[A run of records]

┄┄┄┄┄┄┄┄┄┄┄┄┄┄┄┄┄┄┄┄

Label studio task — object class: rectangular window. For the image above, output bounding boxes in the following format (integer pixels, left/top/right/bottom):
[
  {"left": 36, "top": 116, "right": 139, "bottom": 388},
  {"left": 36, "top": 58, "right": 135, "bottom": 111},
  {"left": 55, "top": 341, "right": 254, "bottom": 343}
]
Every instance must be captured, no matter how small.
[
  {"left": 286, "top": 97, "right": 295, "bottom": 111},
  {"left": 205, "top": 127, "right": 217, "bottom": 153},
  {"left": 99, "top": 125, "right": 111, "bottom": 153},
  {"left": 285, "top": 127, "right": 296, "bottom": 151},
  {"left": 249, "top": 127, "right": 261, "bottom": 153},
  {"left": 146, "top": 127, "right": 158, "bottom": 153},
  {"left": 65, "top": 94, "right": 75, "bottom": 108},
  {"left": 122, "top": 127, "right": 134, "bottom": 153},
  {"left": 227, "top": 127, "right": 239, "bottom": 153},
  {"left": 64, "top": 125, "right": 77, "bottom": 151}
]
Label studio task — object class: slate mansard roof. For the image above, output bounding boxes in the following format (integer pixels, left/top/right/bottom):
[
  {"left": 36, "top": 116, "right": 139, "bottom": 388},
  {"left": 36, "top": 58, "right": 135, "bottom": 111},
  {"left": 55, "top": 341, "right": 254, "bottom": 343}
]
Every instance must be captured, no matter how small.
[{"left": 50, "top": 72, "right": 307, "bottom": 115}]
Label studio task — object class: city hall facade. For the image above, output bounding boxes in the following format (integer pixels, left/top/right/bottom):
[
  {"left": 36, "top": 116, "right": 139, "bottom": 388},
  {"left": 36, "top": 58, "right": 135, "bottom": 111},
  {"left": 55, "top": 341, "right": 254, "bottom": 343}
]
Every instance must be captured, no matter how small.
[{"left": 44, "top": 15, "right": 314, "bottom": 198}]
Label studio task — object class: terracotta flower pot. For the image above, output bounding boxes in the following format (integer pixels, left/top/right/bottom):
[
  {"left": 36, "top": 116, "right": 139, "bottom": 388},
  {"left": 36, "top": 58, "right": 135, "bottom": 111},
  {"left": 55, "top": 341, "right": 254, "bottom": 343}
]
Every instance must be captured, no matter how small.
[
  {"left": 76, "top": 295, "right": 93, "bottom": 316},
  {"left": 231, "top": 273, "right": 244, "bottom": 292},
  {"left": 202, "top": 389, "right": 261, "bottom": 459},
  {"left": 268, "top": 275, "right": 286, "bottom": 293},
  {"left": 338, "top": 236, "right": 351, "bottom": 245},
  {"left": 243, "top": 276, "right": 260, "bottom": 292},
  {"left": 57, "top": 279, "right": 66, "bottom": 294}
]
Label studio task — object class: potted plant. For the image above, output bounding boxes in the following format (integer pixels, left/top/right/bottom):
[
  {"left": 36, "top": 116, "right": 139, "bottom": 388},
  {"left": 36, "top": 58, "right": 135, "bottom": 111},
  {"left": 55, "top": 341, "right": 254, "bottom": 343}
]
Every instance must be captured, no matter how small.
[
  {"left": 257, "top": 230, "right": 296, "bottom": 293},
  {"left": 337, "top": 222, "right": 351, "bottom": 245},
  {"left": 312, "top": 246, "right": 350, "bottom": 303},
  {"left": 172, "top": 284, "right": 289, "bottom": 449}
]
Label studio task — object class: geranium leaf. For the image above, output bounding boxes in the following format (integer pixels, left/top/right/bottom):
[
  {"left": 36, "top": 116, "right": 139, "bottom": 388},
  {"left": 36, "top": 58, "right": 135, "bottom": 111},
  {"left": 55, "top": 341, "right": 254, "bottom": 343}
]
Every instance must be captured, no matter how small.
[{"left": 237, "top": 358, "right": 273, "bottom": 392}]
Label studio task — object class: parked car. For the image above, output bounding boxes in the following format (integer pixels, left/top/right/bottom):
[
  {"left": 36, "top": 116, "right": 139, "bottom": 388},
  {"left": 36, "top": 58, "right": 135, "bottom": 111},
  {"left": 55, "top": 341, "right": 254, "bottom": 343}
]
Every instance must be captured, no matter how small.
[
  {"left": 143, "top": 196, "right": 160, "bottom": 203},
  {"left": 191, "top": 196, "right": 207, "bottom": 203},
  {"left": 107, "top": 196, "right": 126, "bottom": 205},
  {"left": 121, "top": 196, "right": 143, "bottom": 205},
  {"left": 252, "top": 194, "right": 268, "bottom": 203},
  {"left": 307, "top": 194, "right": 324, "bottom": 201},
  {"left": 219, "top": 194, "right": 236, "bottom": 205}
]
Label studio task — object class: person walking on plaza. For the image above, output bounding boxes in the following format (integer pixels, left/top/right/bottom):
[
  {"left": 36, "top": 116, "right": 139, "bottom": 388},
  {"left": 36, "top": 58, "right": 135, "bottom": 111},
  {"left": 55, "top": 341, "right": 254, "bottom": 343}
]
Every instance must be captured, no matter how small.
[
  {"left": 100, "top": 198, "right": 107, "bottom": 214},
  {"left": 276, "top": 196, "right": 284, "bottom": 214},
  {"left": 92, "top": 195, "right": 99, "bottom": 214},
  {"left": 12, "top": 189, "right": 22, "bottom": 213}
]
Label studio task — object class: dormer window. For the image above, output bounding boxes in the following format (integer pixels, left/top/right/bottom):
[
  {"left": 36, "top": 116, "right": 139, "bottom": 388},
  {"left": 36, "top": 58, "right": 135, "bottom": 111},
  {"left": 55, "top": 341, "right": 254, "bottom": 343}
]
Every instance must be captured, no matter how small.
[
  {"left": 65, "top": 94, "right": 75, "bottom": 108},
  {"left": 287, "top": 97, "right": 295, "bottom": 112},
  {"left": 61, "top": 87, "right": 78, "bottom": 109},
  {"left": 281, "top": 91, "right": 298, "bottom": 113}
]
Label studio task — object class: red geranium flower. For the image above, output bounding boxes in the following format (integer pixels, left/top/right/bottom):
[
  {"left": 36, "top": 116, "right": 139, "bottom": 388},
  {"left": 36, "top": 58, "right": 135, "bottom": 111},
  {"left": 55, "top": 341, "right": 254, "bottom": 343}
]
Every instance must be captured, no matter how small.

┄┄┄┄┄┄┄┄┄┄┄┄┄┄┄┄┄┄┄┄

Request:
Would you write down every record again, exactly?

Problem solution:
Label studio task — object class: rectangular window. For the image above, output bounding boxes in the following format (integer pixels, left/top/right/bottom):
[
  {"left": 36, "top": 116, "right": 139, "bottom": 388},
  {"left": 36, "top": 58, "right": 135, "bottom": 111},
  {"left": 55, "top": 341, "right": 254, "bottom": 343}
]
Every instance must be captured, no matter how small.
[
  {"left": 286, "top": 97, "right": 295, "bottom": 111},
  {"left": 205, "top": 127, "right": 217, "bottom": 153},
  {"left": 99, "top": 125, "right": 111, "bottom": 153},
  {"left": 285, "top": 127, "right": 296, "bottom": 151},
  {"left": 249, "top": 127, "right": 261, "bottom": 153},
  {"left": 146, "top": 127, "right": 158, "bottom": 153},
  {"left": 65, "top": 94, "right": 75, "bottom": 108},
  {"left": 122, "top": 127, "right": 134, "bottom": 153},
  {"left": 227, "top": 127, "right": 239, "bottom": 153},
  {"left": 64, "top": 125, "right": 77, "bottom": 151}
]
Label studio task — object class: slate mansard roof. For the image above, output bounding boxes in the following format (integer pixels, left/top/right/bottom):
[
  {"left": 36, "top": 116, "right": 139, "bottom": 388},
  {"left": 36, "top": 58, "right": 135, "bottom": 111},
  {"left": 55, "top": 341, "right": 254, "bottom": 343}
]
Every instance must be captured, no matter how small.
[{"left": 50, "top": 72, "right": 307, "bottom": 115}]
Label studio task — object class: city hall facade. For the image above, output bounding boxes in the following format (integer pixels, left/top/right/bottom):
[
  {"left": 36, "top": 116, "right": 139, "bottom": 388},
  {"left": 36, "top": 58, "right": 135, "bottom": 111},
  {"left": 55, "top": 341, "right": 254, "bottom": 343}
]
Every instance must be captured, no matter how small.
[{"left": 44, "top": 15, "right": 314, "bottom": 198}]
Label studio task — object class: terracotta flower pot. For the image above, output bounding boxes in the following format (integer pixels, left/top/right/bottom):
[
  {"left": 36, "top": 116, "right": 139, "bottom": 388},
  {"left": 36, "top": 58, "right": 135, "bottom": 111},
  {"left": 55, "top": 341, "right": 254, "bottom": 343}
]
Every instance must be captured, no matter how small.
[
  {"left": 76, "top": 295, "right": 93, "bottom": 316},
  {"left": 231, "top": 273, "right": 244, "bottom": 292},
  {"left": 202, "top": 389, "right": 261, "bottom": 459},
  {"left": 268, "top": 275, "right": 286, "bottom": 293},
  {"left": 338, "top": 236, "right": 351, "bottom": 245},
  {"left": 243, "top": 276, "right": 260, "bottom": 292},
  {"left": 57, "top": 279, "right": 66, "bottom": 294}
]
Label studio task — object class: potted plant. For the image above, output bounding boxes in the following format (integer pixels, left/top/right/bottom):
[
  {"left": 36, "top": 116, "right": 139, "bottom": 388},
  {"left": 36, "top": 58, "right": 135, "bottom": 111},
  {"left": 55, "top": 341, "right": 254, "bottom": 343}
]
Every instance must be captured, no matter how small.
[
  {"left": 257, "top": 230, "right": 296, "bottom": 293},
  {"left": 337, "top": 222, "right": 351, "bottom": 245},
  {"left": 312, "top": 246, "right": 350, "bottom": 303},
  {"left": 172, "top": 284, "right": 289, "bottom": 449}
]
Label studio task — object class: geranium leaf. For the image above, output bounding boxes in the following format (integer pixels, left/top/right/bottom):
[
  {"left": 36, "top": 116, "right": 139, "bottom": 388},
  {"left": 36, "top": 58, "right": 135, "bottom": 111},
  {"left": 55, "top": 341, "right": 254, "bottom": 343}
]
Every instance must be captured, no matter how small.
[{"left": 237, "top": 358, "right": 273, "bottom": 392}]
Label studio task — object class: parked car. For the image above, output bounding boxes in the following format (integer pixels, left/top/right/bottom):
[
  {"left": 36, "top": 116, "right": 139, "bottom": 388},
  {"left": 36, "top": 58, "right": 135, "bottom": 111},
  {"left": 55, "top": 341, "right": 254, "bottom": 343}
]
Every instance must be captured, no matter how small.
[
  {"left": 143, "top": 196, "right": 160, "bottom": 203},
  {"left": 191, "top": 196, "right": 207, "bottom": 203},
  {"left": 107, "top": 196, "right": 126, "bottom": 205},
  {"left": 121, "top": 196, "right": 143, "bottom": 205},
  {"left": 252, "top": 194, "right": 268, "bottom": 203},
  {"left": 307, "top": 194, "right": 324, "bottom": 201},
  {"left": 219, "top": 194, "right": 236, "bottom": 205}
]
Label studio task — object class: person walking on plaza. For the image above, output bounding boxes in the following format (integer pixels, left/top/right/bottom):
[
  {"left": 36, "top": 116, "right": 139, "bottom": 388},
  {"left": 36, "top": 58, "right": 135, "bottom": 111},
  {"left": 55, "top": 341, "right": 254, "bottom": 343}
]
Every instance must be captured, no matter how small.
[
  {"left": 100, "top": 198, "right": 107, "bottom": 214},
  {"left": 276, "top": 196, "right": 284, "bottom": 214},
  {"left": 92, "top": 195, "right": 99, "bottom": 214},
  {"left": 12, "top": 189, "right": 22, "bottom": 213}
]
Label studio task — object class: dormer window. For the image above, output bounding boxes in the following format (integer pixels, left/top/right/bottom):
[
  {"left": 36, "top": 116, "right": 139, "bottom": 388},
  {"left": 36, "top": 58, "right": 135, "bottom": 111},
  {"left": 55, "top": 341, "right": 254, "bottom": 343}
]
Every instance must be captured, no matter how small.
[
  {"left": 65, "top": 94, "right": 75, "bottom": 108},
  {"left": 287, "top": 97, "right": 295, "bottom": 112},
  {"left": 61, "top": 87, "right": 78, "bottom": 109},
  {"left": 281, "top": 91, "right": 298, "bottom": 113}
]
Label studio task — object class: red geranium flower. For the image above, output bounding boxes in the following format (integer pixels, left/top/right/bottom):
[
  {"left": 36, "top": 116, "right": 139, "bottom": 388},
  {"left": 36, "top": 58, "right": 135, "bottom": 111},
  {"left": 55, "top": 341, "right": 254, "bottom": 343}
]
Every instance must be captured, no matter how small.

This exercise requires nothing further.